● Raw records

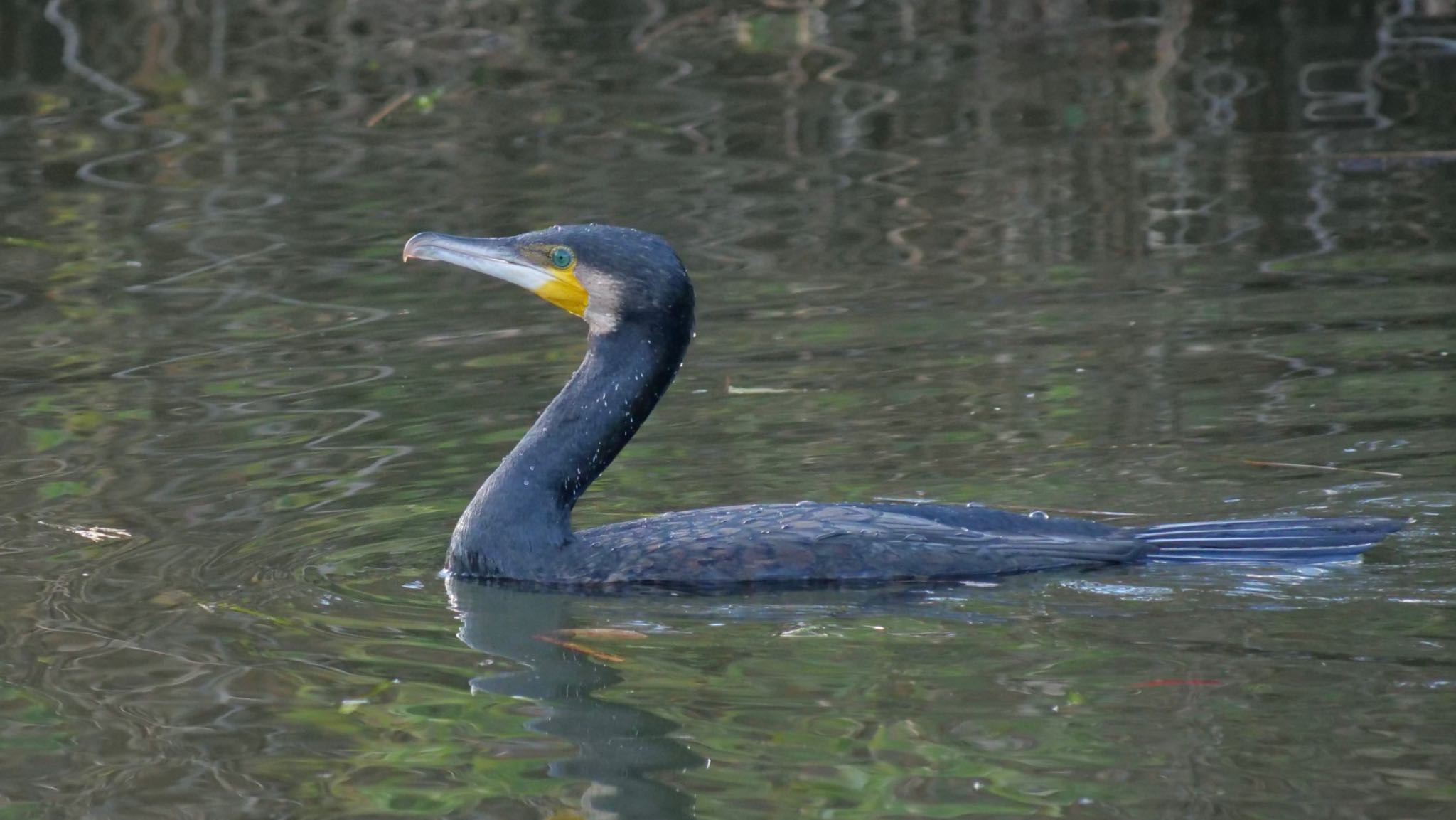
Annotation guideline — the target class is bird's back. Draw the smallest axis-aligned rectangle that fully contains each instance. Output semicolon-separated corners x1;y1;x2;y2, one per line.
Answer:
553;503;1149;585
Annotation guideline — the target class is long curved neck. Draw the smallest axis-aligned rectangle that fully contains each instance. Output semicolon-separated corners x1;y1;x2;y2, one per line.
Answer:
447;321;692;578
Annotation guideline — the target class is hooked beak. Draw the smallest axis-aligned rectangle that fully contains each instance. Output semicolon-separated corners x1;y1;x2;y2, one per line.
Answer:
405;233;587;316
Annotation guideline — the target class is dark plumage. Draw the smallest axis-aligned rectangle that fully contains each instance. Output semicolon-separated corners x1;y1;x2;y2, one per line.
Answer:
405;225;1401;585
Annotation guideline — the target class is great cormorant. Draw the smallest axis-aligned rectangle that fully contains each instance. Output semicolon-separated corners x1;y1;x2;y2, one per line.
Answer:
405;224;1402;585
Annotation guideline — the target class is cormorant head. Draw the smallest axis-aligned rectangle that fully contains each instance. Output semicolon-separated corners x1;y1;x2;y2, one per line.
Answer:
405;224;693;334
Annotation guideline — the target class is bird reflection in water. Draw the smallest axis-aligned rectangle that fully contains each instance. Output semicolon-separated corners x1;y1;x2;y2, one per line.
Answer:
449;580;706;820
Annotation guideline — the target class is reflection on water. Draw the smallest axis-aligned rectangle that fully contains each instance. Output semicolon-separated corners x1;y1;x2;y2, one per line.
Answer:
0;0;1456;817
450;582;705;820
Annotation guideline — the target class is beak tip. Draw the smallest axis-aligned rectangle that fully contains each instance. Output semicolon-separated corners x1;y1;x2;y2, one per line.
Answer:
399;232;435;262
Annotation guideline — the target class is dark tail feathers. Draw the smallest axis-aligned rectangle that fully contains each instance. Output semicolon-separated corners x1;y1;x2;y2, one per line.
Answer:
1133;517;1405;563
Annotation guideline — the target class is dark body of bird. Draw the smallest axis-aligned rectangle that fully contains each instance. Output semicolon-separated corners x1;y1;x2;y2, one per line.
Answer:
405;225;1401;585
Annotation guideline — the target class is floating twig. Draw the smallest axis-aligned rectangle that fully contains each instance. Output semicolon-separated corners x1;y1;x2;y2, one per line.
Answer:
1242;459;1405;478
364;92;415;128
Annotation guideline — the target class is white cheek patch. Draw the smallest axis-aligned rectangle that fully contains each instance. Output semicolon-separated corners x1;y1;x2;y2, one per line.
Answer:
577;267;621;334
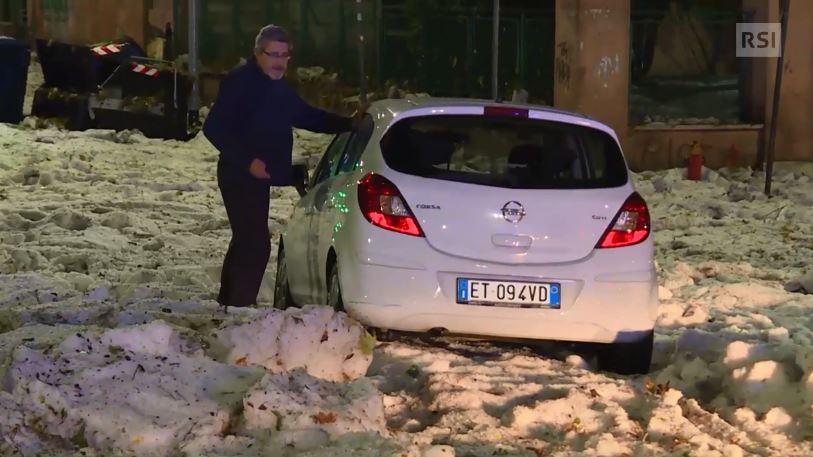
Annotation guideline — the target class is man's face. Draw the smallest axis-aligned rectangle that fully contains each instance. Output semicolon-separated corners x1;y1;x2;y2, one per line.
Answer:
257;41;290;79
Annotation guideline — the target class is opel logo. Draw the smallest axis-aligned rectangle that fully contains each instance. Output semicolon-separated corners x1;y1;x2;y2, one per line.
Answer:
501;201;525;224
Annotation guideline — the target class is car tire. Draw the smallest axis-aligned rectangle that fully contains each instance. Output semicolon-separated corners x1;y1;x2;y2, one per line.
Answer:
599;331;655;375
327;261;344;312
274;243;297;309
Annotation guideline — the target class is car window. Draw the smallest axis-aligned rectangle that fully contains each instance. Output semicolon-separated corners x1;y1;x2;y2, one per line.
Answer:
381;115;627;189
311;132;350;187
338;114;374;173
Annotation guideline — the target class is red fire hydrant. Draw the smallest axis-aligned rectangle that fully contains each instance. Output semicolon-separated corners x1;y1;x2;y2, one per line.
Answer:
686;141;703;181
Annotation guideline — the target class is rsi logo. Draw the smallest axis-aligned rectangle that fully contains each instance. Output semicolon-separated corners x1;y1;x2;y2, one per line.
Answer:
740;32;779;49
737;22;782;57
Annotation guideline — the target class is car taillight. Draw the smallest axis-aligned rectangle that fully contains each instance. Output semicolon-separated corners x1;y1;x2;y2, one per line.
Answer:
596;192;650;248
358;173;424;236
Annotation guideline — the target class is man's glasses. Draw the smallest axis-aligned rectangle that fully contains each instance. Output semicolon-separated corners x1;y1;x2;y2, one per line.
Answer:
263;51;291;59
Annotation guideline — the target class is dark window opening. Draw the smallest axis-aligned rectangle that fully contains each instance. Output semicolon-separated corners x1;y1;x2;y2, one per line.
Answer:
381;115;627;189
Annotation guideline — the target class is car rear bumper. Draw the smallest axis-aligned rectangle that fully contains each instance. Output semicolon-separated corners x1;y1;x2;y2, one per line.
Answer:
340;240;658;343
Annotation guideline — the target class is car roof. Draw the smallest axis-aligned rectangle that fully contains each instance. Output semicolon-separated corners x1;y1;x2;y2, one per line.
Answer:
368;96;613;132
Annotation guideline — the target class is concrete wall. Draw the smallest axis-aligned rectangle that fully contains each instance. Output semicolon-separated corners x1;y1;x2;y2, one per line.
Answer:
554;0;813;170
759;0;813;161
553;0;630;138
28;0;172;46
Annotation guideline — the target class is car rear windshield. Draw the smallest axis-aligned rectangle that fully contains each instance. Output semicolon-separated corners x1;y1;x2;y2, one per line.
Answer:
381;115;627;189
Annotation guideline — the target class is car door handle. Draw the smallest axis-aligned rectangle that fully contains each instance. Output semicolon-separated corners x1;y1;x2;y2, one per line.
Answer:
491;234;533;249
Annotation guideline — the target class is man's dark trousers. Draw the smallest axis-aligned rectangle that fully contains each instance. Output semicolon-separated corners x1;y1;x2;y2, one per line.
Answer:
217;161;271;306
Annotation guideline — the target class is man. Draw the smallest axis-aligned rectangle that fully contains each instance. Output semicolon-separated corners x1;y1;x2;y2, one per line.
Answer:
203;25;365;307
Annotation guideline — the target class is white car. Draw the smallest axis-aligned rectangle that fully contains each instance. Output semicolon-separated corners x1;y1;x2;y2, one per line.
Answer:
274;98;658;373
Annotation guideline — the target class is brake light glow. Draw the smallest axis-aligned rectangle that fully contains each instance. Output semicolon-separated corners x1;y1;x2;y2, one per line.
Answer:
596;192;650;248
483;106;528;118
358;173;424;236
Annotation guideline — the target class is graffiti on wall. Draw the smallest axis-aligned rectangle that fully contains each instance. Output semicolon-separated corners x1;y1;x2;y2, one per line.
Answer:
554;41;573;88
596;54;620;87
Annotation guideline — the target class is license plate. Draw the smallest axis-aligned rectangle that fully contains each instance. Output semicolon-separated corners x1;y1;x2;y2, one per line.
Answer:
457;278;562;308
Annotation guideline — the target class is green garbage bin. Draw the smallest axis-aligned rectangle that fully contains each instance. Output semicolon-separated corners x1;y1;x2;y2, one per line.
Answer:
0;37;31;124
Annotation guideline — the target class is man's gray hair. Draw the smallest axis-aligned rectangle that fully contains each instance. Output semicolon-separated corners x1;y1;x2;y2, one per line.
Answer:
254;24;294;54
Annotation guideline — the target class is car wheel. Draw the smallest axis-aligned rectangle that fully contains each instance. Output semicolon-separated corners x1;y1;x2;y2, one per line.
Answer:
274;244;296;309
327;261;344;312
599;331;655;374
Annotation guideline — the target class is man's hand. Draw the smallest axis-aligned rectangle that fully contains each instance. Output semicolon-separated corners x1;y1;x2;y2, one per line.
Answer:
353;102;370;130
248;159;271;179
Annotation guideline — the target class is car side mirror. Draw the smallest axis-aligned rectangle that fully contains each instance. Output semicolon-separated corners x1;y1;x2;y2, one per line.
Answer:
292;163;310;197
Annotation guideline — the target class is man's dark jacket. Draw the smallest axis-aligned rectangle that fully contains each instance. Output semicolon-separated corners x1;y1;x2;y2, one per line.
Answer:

● Problem requirements
In the material above, write out the lines unchanged, from the line containing "Annotation guideline — the target class is dark tail" to the line containing "1133;517;1405;563", including both.

● Answer for the task
Annotation guideline — the target class is dark tail feathers. Draw the smallest axis-aligned rectangle that fully contains each instance. Output semicolon-separated corners x1;y1;x2;y2, one per line.
Answer:
1133;517;1405;563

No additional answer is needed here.